AUSZUG:
★ ★ ★ ★ ★

# Prjektierung von OP395



## Diego (30 Juni 2003)

mit welcher software wird das op395 von siemens projektiert?


----------



## tobkin (30 Juni 2003)

*Software*

Hallo,
das ist ein altes OP , gelle?
Dann vermutlich mit Comtext!
Gruss Tobias


----------



## jogi (1 Juli 2003)

*noch älter.....*

Hallo Leute,

Das Ding ist sooo alt, das gab's schon vor COM_TEXT.

Alle Daten/Texte/Meldungen usw. werden ausschließlich in DB's, rein mit Step5 erstellt und abgelegt.
Diese Datenbausteine können dan entweder im AG liegen, oder, wenn's dort zu eng wird, auf ein E(E)PROM-Modul der 376er bzw 378er Reihe, max 8x32K, gebrannt werden.

Gruß Jörg


----------



## Diego (1 Juli 2003)

kennt noch wer die db bereiche?
oder hat da wer infos dazu?

kenne das mit den dbs vom op393, ist aber  schon ne weile her...


----------



## jogi (1 Juli 2003)

Hi Diego,

hab hier noch das Handbuch von dem Gerät, allerdings nur in Papierform.
Könnte Dir die wichtigsten Seiten faxen, alle 110 Seiten ist vielleicht ein wenig übertrieben.

Alternativ: Frag doch mal bei Siemens nach dem Handbuch. 
Bestellnummer: C79000-B8500-C326-05

Möglicherweise verstaubt da noch eines irgendwo. Normalerweise sind die sehr kooperativ.

Gruß Jörg


----------



## Anonymous (1 Juli 2003)

*OP*

hi, der gute Mann von www.sps-concept.de hatte letztens mal jemandem in nem forum geholfen. frag mich aber jetzt nicht wo. der hatte da was. 

knuuuut


----------



## tobkin (1 Juli 2003)

@Knut,
das war sicherlich in einem "Partnerforum", www.sps-net.de.

Gruss vom Moderator tobkin


----------

★ ★ ★ ★ ★

BEREITGESTELLTE EINTRÄGE:
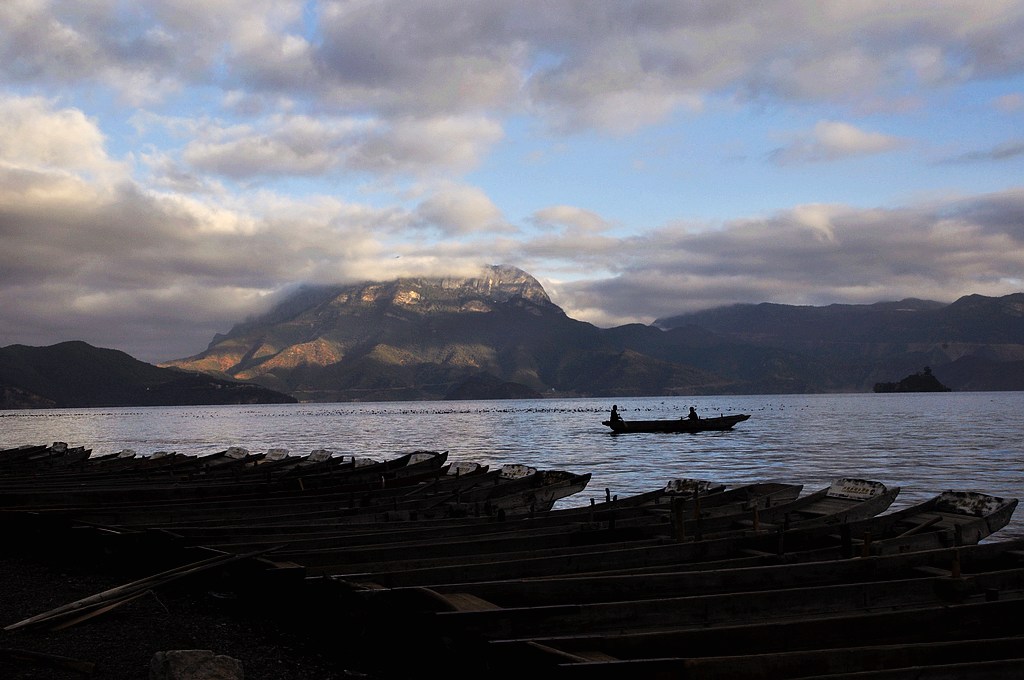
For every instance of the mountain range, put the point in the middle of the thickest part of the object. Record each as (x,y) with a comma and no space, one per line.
(498,335)
(75,374)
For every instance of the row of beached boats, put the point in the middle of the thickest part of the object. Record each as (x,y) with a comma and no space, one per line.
(478,574)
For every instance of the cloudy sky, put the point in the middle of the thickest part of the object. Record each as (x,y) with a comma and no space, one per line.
(169,167)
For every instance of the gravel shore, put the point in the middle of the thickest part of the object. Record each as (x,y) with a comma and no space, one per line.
(119,644)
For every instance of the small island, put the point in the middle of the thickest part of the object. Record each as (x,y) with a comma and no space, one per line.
(919,382)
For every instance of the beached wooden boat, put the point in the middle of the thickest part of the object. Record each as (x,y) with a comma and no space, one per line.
(718,423)
(911,528)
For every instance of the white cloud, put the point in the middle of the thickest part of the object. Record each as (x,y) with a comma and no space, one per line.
(462,210)
(37,135)
(832,140)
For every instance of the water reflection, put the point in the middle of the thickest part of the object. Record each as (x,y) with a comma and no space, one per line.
(924,443)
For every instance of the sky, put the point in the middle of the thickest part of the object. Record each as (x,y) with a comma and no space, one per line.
(169,168)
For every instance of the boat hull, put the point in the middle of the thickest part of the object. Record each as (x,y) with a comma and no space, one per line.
(719,424)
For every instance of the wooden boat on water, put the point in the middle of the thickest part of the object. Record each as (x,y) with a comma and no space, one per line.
(718,423)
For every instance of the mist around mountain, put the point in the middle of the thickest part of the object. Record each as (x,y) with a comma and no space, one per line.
(499,335)
(75,374)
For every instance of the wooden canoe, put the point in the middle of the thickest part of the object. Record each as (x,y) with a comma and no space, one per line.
(718,423)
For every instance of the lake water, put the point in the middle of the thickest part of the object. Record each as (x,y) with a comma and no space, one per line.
(923,442)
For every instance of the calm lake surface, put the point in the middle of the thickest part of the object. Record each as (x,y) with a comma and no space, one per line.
(922,442)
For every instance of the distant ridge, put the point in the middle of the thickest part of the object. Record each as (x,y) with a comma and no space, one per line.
(75,374)
(498,335)
(421,338)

★ ★ ★ ★ ★

ZU LÖSENDE AUFGABE:
Welche Bestellnummer nennt der Auszug für das Handbuch, nach dem man bei Siemens fragen kann?

SCHRIFTLICHE ANTWORT:
Die Bestellnummer lautet C79000-B8500-C326-05.